I'm similarly embarrassed to say that before reading this thread, I wasn't familiar with the use of "bikeshedding" as a gloss on Parkinson's Law of Triviality. But while I really like the formulation, I'm concerned about the way it can be used as rhetorical device to dismiss valid concerns about the semantics of an API.
I suppose I'm in the Sarah Allen camp on this: language shapes thought. I think the name "exports", which begat "module" was a wrong turn. To me, it makes more sense for the other side of the "require" API to be a corresponding function.
I like "publish" for this. I propose this kind of implementation (minus locking)
var runModule = ...//implementation dependent
var bindings = {};
var require = function(moduleName){
//circular dependency check
if (bindings[moduleName] == UNPUBLISHED) throw ...;
//Run script if no binding for module
if (bindings[moduleName] === void 0){
bindings[moduleName] = UNPUBLISHED;
try {
var moduleScope = {
require : require,
publish: function(value){
//error to publish twice in same module
if (bindings[moduleName] != UNPUBLISHED) throw ...;
bindings[moduleName] = value;
}
}
runModule(moduleName, moduleScope);
} finally{
if (bindings[moduleName] == UNPUBLISHED) {
//OK, module didn't publish anything.
//It will run again.
delete bindings[moduleName];
}
}
}
return bindings[moduleName];
}
I guess I'm also psyched about the new bike shed, but I do care what color it is.

* Data under study *
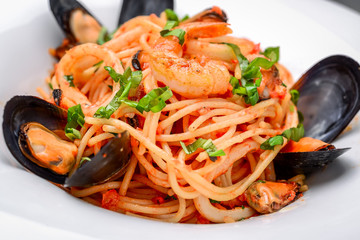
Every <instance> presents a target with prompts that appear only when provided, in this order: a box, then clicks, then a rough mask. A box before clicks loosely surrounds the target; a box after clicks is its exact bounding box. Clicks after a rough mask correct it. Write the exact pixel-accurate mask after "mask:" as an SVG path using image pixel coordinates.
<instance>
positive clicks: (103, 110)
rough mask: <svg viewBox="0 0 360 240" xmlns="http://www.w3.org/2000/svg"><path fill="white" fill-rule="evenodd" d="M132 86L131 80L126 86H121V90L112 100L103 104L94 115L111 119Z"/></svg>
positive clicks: (117, 93) (103, 117)
mask: <svg viewBox="0 0 360 240" xmlns="http://www.w3.org/2000/svg"><path fill="white" fill-rule="evenodd" d="M130 88H131V82H129V83H128V84H127V85H126V86H125V87H122V86H121V87H120V89H119V91H117V93H116V94H115V96H114V97H113V99H111V102H110V103H109V104H108V105H106V106H105V107H104V106H101V107H100V108H99V109H98V110H97V111H96V112H95V114H94V117H97V118H106V119H109V118H110V117H111V115H112V114H113V113H114V112H115V111H116V110H117V109H118V108H119V107H120V105H121V103H122V101H123V100H124V99H127V94H128V93H129V91H130Z"/></svg>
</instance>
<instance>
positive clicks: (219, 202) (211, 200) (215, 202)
mask: <svg viewBox="0 0 360 240" xmlns="http://www.w3.org/2000/svg"><path fill="white" fill-rule="evenodd" d="M209 200H210V202H211V203H220V201H216V200H214V199H211V198H209Z"/></svg>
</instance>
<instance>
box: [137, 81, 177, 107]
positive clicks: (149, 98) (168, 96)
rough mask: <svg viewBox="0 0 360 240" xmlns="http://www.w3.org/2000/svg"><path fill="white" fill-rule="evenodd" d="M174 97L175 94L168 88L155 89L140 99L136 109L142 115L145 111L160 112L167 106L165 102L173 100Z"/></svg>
mask: <svg viewBox="0 0 360 240" xmlns="http://www.w3.org/2000/svg"><path fill="white" fill-rule="evenodd" d="M172 95H173V93H172V91H171V89H170V88H169V87H168V86H166V87H163V88H156V89H153V90H151V91H150V92H149V93H148V94H146V95H145V96H144V97H143V98H141V99H140V101H139V102H138V104H137V106H136V109H137V110H138V111H139V112H141V113H143V112H144V111H145V112H149V111H152V112H160V111H161V110H162V109H163V108H164V107H165V106H166V103H165V101H167V100H168V99H169V98H171V97H172Z"/></svg>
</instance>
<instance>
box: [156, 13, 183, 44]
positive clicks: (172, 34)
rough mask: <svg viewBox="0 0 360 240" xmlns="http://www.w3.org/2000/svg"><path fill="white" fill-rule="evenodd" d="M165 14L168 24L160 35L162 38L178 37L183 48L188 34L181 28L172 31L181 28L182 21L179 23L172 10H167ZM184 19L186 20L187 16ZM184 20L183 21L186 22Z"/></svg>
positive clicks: (167, 23)
mask: <svg viewBox="0 0 360 240" xmlns="http://www.w3.org/2000/svg"><path fill="white" fill-rule="evenodd" d="M165 13H166V18H167V22H166V24H165V27H164V28H163V30H161V32H160V35H161V36H162V37H167V36H175V37H177V38H178V39H179V43H180V45H181V46H182V45H183V44H184V41H185V34H186V32H185V31H184V30H183V29H180V28H178V29H174V30H171V29H173V28H175V27H177V26H179V23H180V21H179V18H178V16H177V15H176V13H175V12H174V11H173V10H171V9H166V10H165ZM184 18H186V16H185V17H184ZM184 18H183V19H182V20H181V21H184ZM185 20H186V19H185Z"/></svg>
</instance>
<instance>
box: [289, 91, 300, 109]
mask: <svg viewBox="0 0 360 240" xmlns="http://www.w3.org/2000/svg"><path fill="white" fill-rule="evenodd" d="M290 94H291V101H292V102H293V103H294V104H295V106H296V105H297V102H298V100H299V97H300V93H299V91H298V90H296V89H291V90H290Z"/></svg>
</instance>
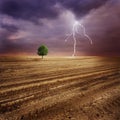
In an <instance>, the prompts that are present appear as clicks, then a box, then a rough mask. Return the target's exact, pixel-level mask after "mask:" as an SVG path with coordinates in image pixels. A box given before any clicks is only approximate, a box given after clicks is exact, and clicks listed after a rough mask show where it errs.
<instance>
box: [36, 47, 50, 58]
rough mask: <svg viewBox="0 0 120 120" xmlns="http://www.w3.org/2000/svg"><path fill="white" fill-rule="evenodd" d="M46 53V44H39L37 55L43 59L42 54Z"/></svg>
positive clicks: (46, 51) (46, 54) (44, 53)
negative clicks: (41, 56) (44, 44)
mask: <svg viewBox="0 0 120 120" xmlns="http://www.w3.org/2000/svg"><path fill="white" fill-rule="evenodd" d="M47 54H48V48H47V46H45V45H41V46H40V47H39V48H38V55H40V56H42V59H43V56H44V55H47Z"/></svg>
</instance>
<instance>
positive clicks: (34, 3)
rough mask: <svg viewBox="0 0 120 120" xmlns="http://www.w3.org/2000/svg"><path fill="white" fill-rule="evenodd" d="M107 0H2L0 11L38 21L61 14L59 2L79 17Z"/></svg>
mask: <svg viewBox="0 0 120 120" xmlns="http://www.w3.org/2000/svg"><path fill="white" fill-rule="evenodd" d="M106 1H107V0H1V2H0V12H1V13H2V14H7V15H10V16H12V17H15V18H21V19H26V20H31V21H34V22H37V21H38V18H56V17H57V16H58V15H59V14H60V11H61V10H60V9H59V7H58V6H57V4H59V5H61V6H62V7H63V8H65V9H69V10H71V11H73V12H74V13H75V14H76V16H77V17H81V16H84V15H86V14H87V13H88V12H89V11H91V10H92V9H96V8H98V7H100V6H101V5H103V4H104V3H105V2H106Z"/></svg>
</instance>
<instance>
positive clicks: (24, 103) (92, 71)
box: [0, 56, 120, 120]
mask: <svg viewBox="0 0 120 120" xmlns="http://www.w3.org/2000/svg"><path fill="white" fill-rule="evenodd" d="M0 120H120V57H116V58H115V57H76V58H70V57H68V58H67V57H64V58H62V57H61V58H48V57H46V58H45V59H43V60H42V59H40V58H37V57H27V56H26V57H0Z"/></svg>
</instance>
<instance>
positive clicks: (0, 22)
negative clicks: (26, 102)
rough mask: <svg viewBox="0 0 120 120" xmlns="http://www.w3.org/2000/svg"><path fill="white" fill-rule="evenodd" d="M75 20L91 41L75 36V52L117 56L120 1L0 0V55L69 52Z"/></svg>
mask: <svg viewBox="0 0 120 120" xmlns="http://www.w3.org/2000/svg"><path fill="white" fill-rule="evenodd" d="M76 20H77V21H79V22H80V23H81V24H83V25H84V26H85V28H86V33H87V34H88V35H89V36H90V37H91V38H92V40H93V45H91V44H90V43H89V41H88V40H87V39H86V38H85V37H83V36H82V35H81V36H80V35H79V36H76V37H77V49H76V51H77V52H76V55H120V0H0V54H34V55H35V54H36V50H37V48H38V46H39V45H41V44H45V45H47V46H48V48H49V55H72V53H73V39H72V37H71V38H70V39H69V40H68V41H67V42H65V38H66V37H67V36H66V35H67V34H69V33H71V32H72V26H73V24H74V22H75V21H76Z"/></svg>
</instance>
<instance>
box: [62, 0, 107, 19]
mask: <svg viewBox="0 0 120 120" xmlns="http://www.w3.org/2000/svg"><path fill="white" fill-rule="evenodd" d="M60 1H61V4H62V5H63V6H64V7H65V8H67V9H69V10H71V11H73V12H74V13H75V15H76V17H83V16H85V15H86V14H88V13H89V12H90V11H91V10H93V9H97V8H99V7H100V6H102V5H104V4H105V3H106V2H107V1H108V0H60Z"/></svg>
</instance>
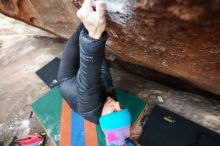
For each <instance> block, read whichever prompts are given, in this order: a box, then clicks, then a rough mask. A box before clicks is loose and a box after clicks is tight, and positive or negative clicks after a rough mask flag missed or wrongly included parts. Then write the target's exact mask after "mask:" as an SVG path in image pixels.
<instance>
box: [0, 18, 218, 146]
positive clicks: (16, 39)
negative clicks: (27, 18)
mask: <svg viewBox="0 0 220 146" xmlns="http://www.w3.org/2000/svg"><path fill="white" fill-rule="evenodd" d="M64 44H65V42H63V41H62V40H59V39H57V38H56V37H54V36H52V35H50V34H48V33H46V32H44V31H41V30H39V29H37V28H34V27H31V26H29V25H26V24H24V23H22V22H19V21H16V20H14V19H11V18H8V17H5V16H4V15H0V79H1V83H0V101H1V102H0V115H1V116H0V142H1V143H2V144H3V143H4V145H5V146H8V145H9V143H10V141H11V140H12V139H13V137H14V136H17V137H20V136H23V135H26V134H28V133H31V132H42V131H43V128H42V126H41V125H40V123H39V121H38V120H37V118H36V117H35V115H33V116H32V117H30V115H31V104H32V103H33V102H34V101H36V100H37V99H38V98H39V97H40V96H41V95H43V94H44V93H45V92H46V91H48V90H49V88H48V87H47V86H46V85H45V84H44V83H43V82H42V81H41V80H40V79H39V78H38V77H37V75H36V74H35V72H36V71H37V70H38V69H40V68H41V67H42V66H44V65H45V64H47V63H48V62H49V61H50V60H52V59H53V58H54V57H57V56H58V57H60V55H61V53H62V49H63V46H64ZM111 73H112V76H113V80H114V84H115V86H117V87H120V88H121V89H123V90H126V91H129V92H130V93H132V94H135V95H137V96H139V97H141V98H142V99H144V100H146V101H147V102H148V103H149V109H148V110H147V112H148V113H149V112H150V109H151V108H152V107H153V105H155V103H159V101H158V97H159V98H160V97H161V98H162V99H163V102H161V103H159V104H161V106H163V107H166V108H167V109H170V110H171V111H173V112H175V113H178V114H180V115H182V116H184V117H186V118H188V119H190V120H192V121H194V122H196V123H199V124H201V125H203V126H205V127H208V128H210V129H212V130H214V131H216V132H218V133H220V122H219V121H220V101H217V100H214V99H211V98H207V97H202V96H200V95H195V94H191V93H187V92H182V91H177V90H173V89H171V88H168V87H166V86H163V85H160V84H158V83H155V82H151V81H148V80H145V79H143V78H141V77H138V76H136V75H133V74H130V73H128V72H126V71H124V70H122V69H121V68H120V66H118V65H117V64H116V63H113V66H112V68H111ZM137 129H138V128H137ZM140 132H141V129H140V128H139V130H137V133H135V134H137V135H138V134H139V133H140ZM0 145H1V144H0ZM46 146H52V143H51V141H50V139H49V138H48V141H47V143H46Z"/></svg>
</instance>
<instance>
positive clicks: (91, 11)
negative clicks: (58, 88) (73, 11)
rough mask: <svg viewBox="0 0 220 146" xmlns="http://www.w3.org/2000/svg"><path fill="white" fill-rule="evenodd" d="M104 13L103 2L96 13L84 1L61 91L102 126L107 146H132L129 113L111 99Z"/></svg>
mask: <svg viewBox="0 0 220 146" xmlns="http://www.w3.org/2000/svg"><path fill="white" fill-rule="evenodd" d="M105 10H106V5H105V3H104V2H103V1H98V2H97V4H96V10H94V9H93V7H92V1H91V0H85V1H84V3H83V5H82V7H81V8H80V9H79V10H78V11H77V16H78V17H79V19H80V20H81V22H82V23H81V24H80V25H79V26H78V28H77V29H76V31H75V32H74V34H73V35H72V36H71V38H70V39H69V40H68V42H67V44H66V45H65V48H64V51H63V55H62V58H61V63H60V67H59V71H58V80H59V90H60V93H61V95H62V96H63V97H64V99H65V100H66V101H67V103H68V105H69V106H70V107H71V109H72V110H73V111H75V112H77V113H79V114H80V115H81V116H83V117H84V118H85V119H87V120H89V121H91V122H93V123H96V124H98V123H100V126H101V128H102V130H103V132H104V133H105V139H106V144H107V146H126V145H128V146H129V145H132V143H131V142H130V140H127V139H128V138H129V136H130V123H131V116H130V113H129V111H128V109H122V108H121V107H120V104H119V102H117V101H115V100H114V99H113V98H111V97H108V90H109V89H110V88H111V87H112V86H113V83H112V77H111V74H110V71H109V68H108V63H107V60H106V58H105V54H104V51H105V44H106V41H107V39H108V34H107V32H106V31H105V28H106V18H105Z"/></svg>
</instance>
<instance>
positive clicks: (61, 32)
mask: <svg viewBox="0 0 220 146" xmlns="http://www.w3.org/2000/svg"><path fill="white" fill-rule="evenodd" d="M81 2H82V1H80V0H74V1H73V4H74V5H75V6H77V7H79V6H80V5H81ZM106 3H107V9H108V11H107V18H108V26H107V29H108V32H109V35H110V38H109V41H108V43H107V44H108V46H109V48H110V49H111V51H112V52H113V53H114V54H116V55H117V56H118V57H120V58H121V59H123V60H124V61H128V62H131V63H134V64H138V65H141V66H144V67H148V68H152V69H154V70H157V71H159V72H162V73H164V74H169V75H172V76H175V77H178V78H181V79H184V80H187V81H189V82H191V83H193V84H195V85H196V86H198V87H200V88H203V89H206V90H208V91H210V92H212V93H215V94H218V95H220V76H219V74H220V2H219V1H218V0H176V1H173V0H139V1H135V0H106ZM73 4H72V2H71V1H70V0H53V1H43V0H1V1H0V11H1V12H2V13H4V14H6V15H8V16H11V17H14V18H16V19H20V20H22V21H24V22H26V23H29V24H31V25H34V26H37V27H40V28H43V29H44V30H47V31H49V32H51V33H53V34H56V35H57V36H59V37H61V38H68V37H69V36H70V35H71V33H72V31H73V29H74V28H75V27H76V25H77V24H78V23H79V21H78V19H77V18H76V16H75V12H76V8H75V6H74V5H73Z"/></svg>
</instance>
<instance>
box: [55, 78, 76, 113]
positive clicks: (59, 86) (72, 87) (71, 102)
mask: <svg viewBox="0 0 220 146" xmlns="http://www.w3.org/2000/svg"><path fill="white" fill-rule="evenodd" d="M59 90H60V94H61V95H62V97H63V98H64V99H65V101H66V102H67V103H68V105H69V106H70V107H71V109H72V110H74V111H76V108H77V103H76V102H77V101H76V100H77V99H76V98H77V96H76V95H77V93H76V92H77V91H76V90H75V88H74V87H71V86H70V85H69V84H66V83H65V82H63V83H61V84H60V85H59Z"/></svg>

* Questions *
(1) In the post, which word does the writer like as the name for the function on the other side of the "require" API?
(2) In the post, rewrite the passage that opens with the words "I suppose I'm" and closes with "a corresponding function.", putting "mistake" in place of "wrong turn".
Answer from the post alone.

* Task responses *
(1) "Publish"

(2)
I suppose I'm in the Sarah Allen camp on this: language shapes thought. I think the name "exports", which begat "module" was a mistake. To me, it makes more sense for the other side of the "require" API to be a corresponding function.